◆ WHAT YOU ARE ASKED TO DO: Rewrite the data below with "outline" replaced by "contour" and everything else left unchanged.

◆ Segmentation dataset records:

+--

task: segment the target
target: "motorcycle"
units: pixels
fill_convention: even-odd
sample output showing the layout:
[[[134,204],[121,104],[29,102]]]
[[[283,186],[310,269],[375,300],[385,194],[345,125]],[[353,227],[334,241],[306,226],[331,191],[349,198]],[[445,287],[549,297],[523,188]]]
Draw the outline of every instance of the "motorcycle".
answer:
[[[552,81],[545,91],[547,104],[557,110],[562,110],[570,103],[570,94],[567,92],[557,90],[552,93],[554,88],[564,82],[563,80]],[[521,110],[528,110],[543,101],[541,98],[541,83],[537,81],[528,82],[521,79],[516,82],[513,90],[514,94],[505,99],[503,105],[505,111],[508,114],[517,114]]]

+--

◆ RESPONSE TO THE TASK:
task: segment the target
target: "motorcycle"
units: pixels
fill_convention: even-odd
sample output showing the layout:
[[[134,204],[121,104],[29,102]]]
[[[283,186],[310,269],[375,300],[385,194],[345,125]],[[353,227],[334,241],[306,226],[331,191],[349,198]],[[445,287],[549,297],[523,188]]]
Draw the contour of every instance of the "motorcycle".
answer:
[[[552,81],[545,91],[547,104],[557,110],[562,110],[570,103],[570,94],[567,92],[557,90],[552,93],[554,88],[564,82],[563,80]],[[521,110],[528,110],[543,101],[541,98],[541,83],[537,81],[528,82],[521,79],[516,82],[513,90],[514,94],[505,99],[503,105],[505,111],[508,114],[517,114]]]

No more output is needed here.